» **Фрагмент страницы**
Проходил Румер по делу Косарева, тогдашнего генерального секретаря ЦК ВЛКСМ, и был арестован «по личному указанию врага народа Берия», как не без гордости написал в автобиографии Залман Афроимович, вернувшись в Москву в эпоху «всеобщего реабилитанства». Я собственными глазами прочитал эту строку из автобиографии, не поленившись съездить недавно в «Литературную газету», в которой до последнего своего дня работал Румер, чтобы взглянуть на его «личное дело»; впрочем, я всего лишь проверял себя, поскольку всю историю Залмана Афроимовича и без того знал, имея счастье полных два года, начиная с 1960-го, работать с ним вместе в «Экономической газете» и часто слушать неторопливые и всегда обстоятельные рассказы старшего коллеги.

» **Собранный материал**
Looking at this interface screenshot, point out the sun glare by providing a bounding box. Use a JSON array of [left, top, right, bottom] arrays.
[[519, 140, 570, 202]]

» **Задание**
Верните без изменений отрывок из текста о Румере, начиная со слов «Проходил Румер по» и заканчивая словами «рассказы старшего коллеги.».

» **Решение задачи**
Проходил Румер по делу Косарева, тогдашнего генерального секретаря ЦК ВЛКСМ, и был арестован «по личному указанию врага народа Берия», как не без гордости написал в автобиографии Залман Афроимович, вернувшись в Москву в эпоху «всеобщего реабилитанства». Я собственными глазами прочитал эту строку из автобиографии, не поленившись съездить недавно в «Литературную газету», в которой до последнего своего дня работал Румер, чтобы взглянуть на его «личное дело»; впрочем, я всего лишь проверял себя, поскольку всю историю Залмана Афроимовича и без того знал, имея счастье полных два года, начиная с 1960-го, работать с ним вместе в «Экономической газете» и часто слушать неторопливые и всегда обстоятельные рассказы старшего коллеги.